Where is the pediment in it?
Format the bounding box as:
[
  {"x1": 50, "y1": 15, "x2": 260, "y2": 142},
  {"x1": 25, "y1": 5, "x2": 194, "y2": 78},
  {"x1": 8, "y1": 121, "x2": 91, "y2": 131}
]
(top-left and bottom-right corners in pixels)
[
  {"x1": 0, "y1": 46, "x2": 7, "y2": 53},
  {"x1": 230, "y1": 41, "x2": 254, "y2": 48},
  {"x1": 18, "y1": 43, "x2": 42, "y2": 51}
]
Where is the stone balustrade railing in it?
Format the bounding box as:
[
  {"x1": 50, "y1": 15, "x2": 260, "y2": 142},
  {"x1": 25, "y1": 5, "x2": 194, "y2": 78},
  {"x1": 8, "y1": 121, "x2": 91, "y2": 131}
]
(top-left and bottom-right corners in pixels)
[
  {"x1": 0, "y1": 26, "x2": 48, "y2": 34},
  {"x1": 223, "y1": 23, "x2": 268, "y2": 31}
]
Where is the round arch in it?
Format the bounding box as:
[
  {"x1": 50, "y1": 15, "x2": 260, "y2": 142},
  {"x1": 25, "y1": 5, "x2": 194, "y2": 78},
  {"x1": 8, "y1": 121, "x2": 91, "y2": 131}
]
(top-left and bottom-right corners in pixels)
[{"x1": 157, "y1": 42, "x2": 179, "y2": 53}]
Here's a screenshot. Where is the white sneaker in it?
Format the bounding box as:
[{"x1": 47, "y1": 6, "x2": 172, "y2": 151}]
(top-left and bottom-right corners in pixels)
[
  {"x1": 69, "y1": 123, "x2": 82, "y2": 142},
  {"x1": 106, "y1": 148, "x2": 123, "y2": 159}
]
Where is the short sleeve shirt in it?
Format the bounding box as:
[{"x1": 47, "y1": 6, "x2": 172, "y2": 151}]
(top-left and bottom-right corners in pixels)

· · · · ·

**TASK TO COMPLETE:**
Reproduce every line of the items above verbatim, in their original order.

**THE SOLUTION:**
Where is the pediment in it?
Format the bounding box as:
[
  {"x1": 50, "y1": 15, "x2": 260, "y2": 142},
  {"x1": 25, "y1": 5, "x2": 194, "y2": 78},
  {"x1": 8, "y1": 121, "x2": 91, "y2": 131}
]
(top-left and bottom-right corners in pixels)
[
  {"x1": 0, "y1": 46, "x2": 7, "y2": 53},
  {"x1": 230, "y1": 41, "x2": 254, "y2": 48},
  {"x1": 18, "y1": 43, "x2": 42, "y2": 51}
]
Where is the stone balustrade railing in it?
Format the bounding box as:
[
  {"x1": 50, "y1": 15, "x2": 260, "y2": 142},
  {"x1": 25, "y1": 5, "x2": 194, "y2": 78},
  {"x1": 8, "y1": 121, "x2": 91, "y2": 131}
]
(top-left and bottom-right corners in pixels)
[
  {"x1": 0, "y1": 26, "x2": 48, "y2": 34},
  {"x1": 223, "y1": 23, "x2": 268, "y2": 31}
]
Where is the round arch in it?
Format the bounding box as:
[
  {"x1": 50, "y1": 15, "x2": 260, "y2": 142},
  {"x1": 25, "y1": 5, "x2": 194, "y2": 78},
  {"x1": 8, "y1": 121, "x2": 91, "y2": 131}
]
(top-left and bottom-right corners in pixels)
[{"x1": 157, "y1": 42, "x2": 179, "y2": 53}]
Here's a screenshot. Where is the white sneaker in it?
Format the bounding box as:
[{"x1": 47, "y1": 6, "x2": 172, "y2": 151}]
(top-left and bottom-right corners in pixels)
[
  {"x1": 69, "y1": 123, "x2": 82, "y2": 142},
  {"x1": 106, "y1": 148, "x2": 123, "y2": 159}
]
Where is the short sleeve shirt in it?
Format the bounding box as:
[{"x1": 47, "y1": 6, "x2": 172, "y2": 151}]
(top-left and bottom-right corners in pixels)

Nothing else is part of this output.